▸ **TAREFA**:
Como se traduz para o inglês a frase "No mundo tudo é hipótese, mesmo a tristeza, a solidão, a morte.", do texto "Hipótese"?

▸ **TRECHO EXTRAÍDO**:
□ □ □ □ □ □ □
Phelipe Ribeiro Veiga
19 de Agosto de 2014 - 09:17

"Ciúme: Sentimento que nasce no amor e que é produzido pelo medo que a pessoa amada prefira um outro.” Roland Barthes

terça-feira, 12 de agosto de 2014

Hipótese

Há essas ambições que todos nós compartilhamos, ficamos tentando alcançar e ser do tamanho de nossas sombras. E funciona bem como ela. Acordamos maiores do que somos, vamos diminuindo frente as dificuldades que encontramos até o meio-dia, e depois contra argumentamos, e voltamos a crescer, até que de noite toda a sombra é forçosa, artificial. Nosso fado de toda noite seria desaparecermos por um pouco, mas nos negamos qualquer direito ao desaparecimento. Somos assim ilusões pra nós mesmos, e uns nos outros, tanto que quando morremos nos "ende(usam)" de tal modo, que se vivos, nem nos reconheceríamos. Afinal, acaso nos reconhecemos de algum modo senão nos horóscopos que nos dizem só o que nos admitimos ouvir?! Assim parece ser. Que desacerto é o que somos pros outros e o que pensamos ser. Somos icebergs, sob cada perspectiva temos uma forma, de cada lugar aparentamos de um jeito, e a maior parte do que somos nem mesmo nós mesmos temos consciência, está submerso a nós mesmos. Em pensar que tudo que nós todos queríamos era uma certezazinha que fosse, uma quina de parede, um capacho que fosse que nos desse garantia de ser um lugar seguro. Mas não há. O que há é só desacerto, deriva(ções), subjetivismos. O que pensamos ser é só a metáfora do que somos, o que dizemos é só o epílogo do que temos de fato a dizer. Somos tão piores, e tão melhores do que aparentamos (a nós mesmos). Se ao menos nascêssemos de fato cegos, surdos, vegetais. Quem sabe que benefício traria perder-se em um mundo sem se ludibriar com nenhum sentido, nenhuma sensação? No mundo tudo é hipótese, mesmo a tristeza, a solidão, a morte. Afinal quem disse que morremos? Morre-se para os que se pensam vivos, mas nenhum morto voltou para dizer-nos "De fato, morri!". Quem sabe não dormimos? Quem sabe não acordamos? Pode ser que seja, pode ser que não... Enquanto isso, hipotéticos e patéticos... (que verbo usar?)


Phelipe Ribeiro Veiga
12 de Agosto de 2014 - 16:03



segunda-feira, 4 de agosto de 2014

A doçura.
□ □ □ □ □ □ □
▸ **MATERIAL FORNECIDO**:
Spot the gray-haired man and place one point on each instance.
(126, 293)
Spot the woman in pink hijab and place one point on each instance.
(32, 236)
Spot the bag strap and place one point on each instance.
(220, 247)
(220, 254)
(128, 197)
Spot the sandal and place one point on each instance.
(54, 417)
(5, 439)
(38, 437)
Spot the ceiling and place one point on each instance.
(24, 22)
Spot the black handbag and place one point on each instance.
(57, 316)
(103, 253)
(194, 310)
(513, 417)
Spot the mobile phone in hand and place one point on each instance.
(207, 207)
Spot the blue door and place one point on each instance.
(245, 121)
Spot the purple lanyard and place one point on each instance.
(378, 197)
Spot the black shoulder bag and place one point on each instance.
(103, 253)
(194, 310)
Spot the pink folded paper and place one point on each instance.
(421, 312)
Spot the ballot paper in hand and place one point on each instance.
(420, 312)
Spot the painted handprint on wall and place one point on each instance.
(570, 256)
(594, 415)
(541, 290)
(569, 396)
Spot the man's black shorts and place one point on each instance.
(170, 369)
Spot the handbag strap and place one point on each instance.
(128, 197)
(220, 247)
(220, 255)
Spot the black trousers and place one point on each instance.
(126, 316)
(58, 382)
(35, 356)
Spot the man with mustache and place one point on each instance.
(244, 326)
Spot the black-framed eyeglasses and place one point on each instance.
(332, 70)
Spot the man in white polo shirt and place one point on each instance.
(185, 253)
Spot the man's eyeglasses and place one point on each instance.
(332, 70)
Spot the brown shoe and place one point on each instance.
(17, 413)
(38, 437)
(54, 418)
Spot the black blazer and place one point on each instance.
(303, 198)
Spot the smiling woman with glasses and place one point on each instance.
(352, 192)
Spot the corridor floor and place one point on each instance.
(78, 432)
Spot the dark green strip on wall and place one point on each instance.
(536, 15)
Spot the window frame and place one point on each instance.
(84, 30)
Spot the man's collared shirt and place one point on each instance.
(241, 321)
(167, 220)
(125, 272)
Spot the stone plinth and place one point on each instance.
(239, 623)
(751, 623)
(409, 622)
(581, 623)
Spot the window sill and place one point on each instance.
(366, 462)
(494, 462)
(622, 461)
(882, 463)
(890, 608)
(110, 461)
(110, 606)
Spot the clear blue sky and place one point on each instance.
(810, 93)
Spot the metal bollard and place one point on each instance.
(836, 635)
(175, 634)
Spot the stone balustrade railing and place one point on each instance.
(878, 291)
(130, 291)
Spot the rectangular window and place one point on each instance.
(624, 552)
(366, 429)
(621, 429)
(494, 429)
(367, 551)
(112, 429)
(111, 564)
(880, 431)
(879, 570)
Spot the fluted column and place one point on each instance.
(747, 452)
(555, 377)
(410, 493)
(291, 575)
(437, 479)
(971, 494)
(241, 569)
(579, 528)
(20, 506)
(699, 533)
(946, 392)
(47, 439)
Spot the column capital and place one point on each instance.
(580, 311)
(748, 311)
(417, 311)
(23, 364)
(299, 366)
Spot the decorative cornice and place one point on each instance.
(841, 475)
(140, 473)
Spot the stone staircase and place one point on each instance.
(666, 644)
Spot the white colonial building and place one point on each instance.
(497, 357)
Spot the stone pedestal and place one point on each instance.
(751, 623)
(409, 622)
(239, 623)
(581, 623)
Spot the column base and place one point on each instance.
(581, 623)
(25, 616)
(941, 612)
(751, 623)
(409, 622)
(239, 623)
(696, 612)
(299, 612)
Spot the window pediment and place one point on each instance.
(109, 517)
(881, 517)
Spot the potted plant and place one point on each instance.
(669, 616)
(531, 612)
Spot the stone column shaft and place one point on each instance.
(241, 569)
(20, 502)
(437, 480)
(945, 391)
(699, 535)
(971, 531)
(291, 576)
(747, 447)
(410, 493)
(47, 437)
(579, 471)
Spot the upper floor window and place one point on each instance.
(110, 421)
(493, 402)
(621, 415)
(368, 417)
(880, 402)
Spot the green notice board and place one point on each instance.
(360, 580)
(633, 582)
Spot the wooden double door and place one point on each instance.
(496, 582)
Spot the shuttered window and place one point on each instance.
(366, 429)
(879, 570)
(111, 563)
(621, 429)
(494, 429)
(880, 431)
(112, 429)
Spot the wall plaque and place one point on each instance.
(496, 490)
□ □ □ □ □ □ □
▸ **RESPOSTA**:
In the world everything is a hypothesis, even sadness, loneliness, death.